Wednesday, Nov. 29, 2006 | It was Monday, the historic morning that the lights flickered out on a million dollars worth of Christmas presents and about 200 shoppers at Costco.

In the toy department, an automated Santa Claus had just reached the top rung of a fireman’s ladder. Over in Wine, two customers were interrupted in studying the label of a Sauvignon Blanc from New Zealand. A woman in Books dropped a romance novel to the floor.

The first rainfall of the holiday season sounded like thunder striking the metal roof of the old Rose Canyon warehouse that the attorney Sol Price chose so long ago as the trial site for an unfamiliar breed of retail discount warehouse. I hadn’t heard rainfall that noisy since coconuts woke me up years ago in Tahiti, crashing on my tin roof. Shoppers stopped in place and stared up above. The pharmacy went dark, a reassuring sign.

▶ _TASKS AND EXERCISES_:
• A. Rewrite the part of the Costco blackout account that opens with the words containing "In the toy department, an" and closes with "a reassuring sign.", changing "Sauvignon Blanc" to "Chardonnay".
• B. Pick up the Costco blackout account after its final sentence and write the next part.

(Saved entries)

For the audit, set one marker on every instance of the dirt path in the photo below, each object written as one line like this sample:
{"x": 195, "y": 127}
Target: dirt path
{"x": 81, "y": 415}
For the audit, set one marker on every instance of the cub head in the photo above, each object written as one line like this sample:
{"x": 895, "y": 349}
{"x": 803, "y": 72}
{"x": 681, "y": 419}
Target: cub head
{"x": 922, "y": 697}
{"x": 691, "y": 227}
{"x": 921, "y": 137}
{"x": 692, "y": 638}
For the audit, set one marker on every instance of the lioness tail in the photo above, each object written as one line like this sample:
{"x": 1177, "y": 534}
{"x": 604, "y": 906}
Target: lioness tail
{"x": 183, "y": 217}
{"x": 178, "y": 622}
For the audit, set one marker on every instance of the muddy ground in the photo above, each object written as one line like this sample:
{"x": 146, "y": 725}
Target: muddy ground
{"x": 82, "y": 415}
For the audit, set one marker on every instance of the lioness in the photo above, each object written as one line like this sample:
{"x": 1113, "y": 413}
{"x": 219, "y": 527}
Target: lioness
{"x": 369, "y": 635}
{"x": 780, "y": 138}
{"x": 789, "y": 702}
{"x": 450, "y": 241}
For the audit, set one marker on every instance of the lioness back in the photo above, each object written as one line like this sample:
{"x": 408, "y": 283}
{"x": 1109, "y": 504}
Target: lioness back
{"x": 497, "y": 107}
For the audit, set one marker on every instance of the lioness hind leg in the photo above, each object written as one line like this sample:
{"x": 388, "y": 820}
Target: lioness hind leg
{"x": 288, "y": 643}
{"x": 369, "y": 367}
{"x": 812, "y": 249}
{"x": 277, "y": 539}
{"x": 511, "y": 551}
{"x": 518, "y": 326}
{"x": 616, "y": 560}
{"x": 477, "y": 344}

▶ _LIST OF ANSWERS_:
• A.
In the toy department, an automated Santa Claus had just reached the top rung of a fireman’s ladder. Over in Wine, two customers were interrupted in studying the label of a Chardonnay from New Zealand. A woman in Books dropped a romance novel to the floor.

The first rainfall of the holiday season sounded like thunder striking the metal roof of the old Rose Canyon warehouse that the attorney Sol Price chose so long ago as the trial site for an unfamiliar breed of retail discount warehouse. I hadn’t heard rainfall that noisy since coconuts woke me up years ago in Tahiti, crashing on my tin roof. Shoppers stopped in place and stared up above. The pharmacy went dark, a reassuring sign.

• B.
The party mood was brief. Generators began kicking in. Two strangers grinned at each other and went back to stroking cashmere sweaters. Six cash registers came back humming every merchant’s favorite holiday sound.

“Do you remember the last time it rained here?” I asked Eddie, the checker at the door who they say is a big Costco stockholder by now.

Eddie loves to joke. His face wrinkled up for a moment and then he looked proud. “Five minutes ago,” he said.

Pushing my cart, I walked out into the rain and started trying to remember, as usual, where in that vast jumble I had parked.